GIVEN RECORDS

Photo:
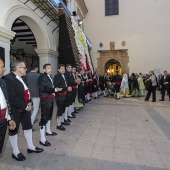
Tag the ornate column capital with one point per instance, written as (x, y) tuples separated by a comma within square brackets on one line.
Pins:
[(6, 35)]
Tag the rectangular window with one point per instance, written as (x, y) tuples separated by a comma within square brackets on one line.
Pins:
[(111, 7)]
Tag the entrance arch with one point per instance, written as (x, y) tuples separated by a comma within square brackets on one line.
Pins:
[(112, 66), (108, 57)]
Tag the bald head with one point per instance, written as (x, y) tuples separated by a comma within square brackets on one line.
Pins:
[(2, 68)]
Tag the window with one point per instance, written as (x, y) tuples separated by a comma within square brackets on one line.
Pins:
[(111, 7), (65, 1)]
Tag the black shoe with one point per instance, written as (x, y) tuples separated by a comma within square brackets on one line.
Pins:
[(73, 114), (61, 128), (53, 134), (65, 123), (37, 150), (46, 143), (20, 157), (68, 120)]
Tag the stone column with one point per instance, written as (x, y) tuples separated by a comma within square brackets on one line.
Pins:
[(5, 37), (48, 56)]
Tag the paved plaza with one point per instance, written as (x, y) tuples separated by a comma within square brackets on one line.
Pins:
[(108, 134)]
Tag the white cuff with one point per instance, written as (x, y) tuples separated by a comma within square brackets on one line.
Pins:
[(8, 117), (26, 108)]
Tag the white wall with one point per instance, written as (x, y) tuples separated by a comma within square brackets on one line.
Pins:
[(47, 40), (143, 24)]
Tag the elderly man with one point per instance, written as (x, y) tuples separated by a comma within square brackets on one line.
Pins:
[(4, 108), (32, 81), (21, 105)]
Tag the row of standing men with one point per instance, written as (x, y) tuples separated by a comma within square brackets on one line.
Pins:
[(24, 93)]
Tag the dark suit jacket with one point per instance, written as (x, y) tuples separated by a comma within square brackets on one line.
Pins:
[(45, 85), (60, 82), (162, 81), (32, 82), (70, 79), (4, 90), (16, 93)]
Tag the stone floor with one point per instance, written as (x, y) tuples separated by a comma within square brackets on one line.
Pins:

TASK DETAILS
Pictures are to be left out; the records above must be repeated word for word.

RESPONSE BOX
Photo:
Tag the ornate column capital with one point per instance, written as (x, y) tuples separated by a comma within square brackets on one line.
Pins:
[(6, 35)]
Tag the rectangular window with one point per instance, written as (x, y) tuples separated by a comma within square brackets on one line.
Pins:
[(111, 7)]
Tag the entrance arch with one point per instance, written as (x, y) tuples separated by a comma within square brackets on one line.
Pins:
[(112, 66), (108, 57)]
Tag the bald head with one point per instance, written as (x, y) tuples separated by a comma within square brackets on one line.
Pins:
[(2, 68)]
Tag the window with one point per instance, written as (x, y) tuples separated by a comma within square brackets on one line.
Pins:
[(111, 7), (65, 1)]
Tag the black shoe with one point per instance, written as (x, y) tuples separated by a comma within square brackets on one line.
Pins:
[(73, 114), (61, 128), (53, 134), (65, 123), (37, 150), (46, 143), (20, 157), (68, 120)]
Tag the stone column with one point per instance, written as (x, y) tuples separated by a comma within square brackets on one line.
Pins:
[(5, 37), (48, 56)]
Tag the paved plaza with one point per instance, written as (x, y) tuples separated by a comma within square brackets on one line.
Pins:
[(108, 134)]
Tag the white cuff with one point per instance, written as (x, y) tuples separated by a comma within square brackets on one line.
Pins:
[(8, 117), (26, 108)]
Tag the white wall with one point per instance, written as (x, y) tuples separated by a comma within square brackets on one line.
Pins:
[(47, 40), (143, 24)]
Tag the elderly man with one point per instance, written as (x, y) tuples separated by a comma within square brackets on one line.
Pins:
[(4, 108), (32, 81), (21, 105)]
Tag the row of standing men with one point per instance, written as (x, y) tuples separated by a comma within square brackets on one line.
Pins:
[(24, 93)]
Tag the dark suit jacket with one point per instance, written as (x, y) tuples separated by a comma within square brackets on one line.
Pins:
[(45, 85), (60, 82), (162, 81), (32, 82), (70, 79), (4, 90), (16, 93)]
Tag the stone floor with one point per instance, written as (x, y) tuples separated by a comma within square brackets on one line.
Pins:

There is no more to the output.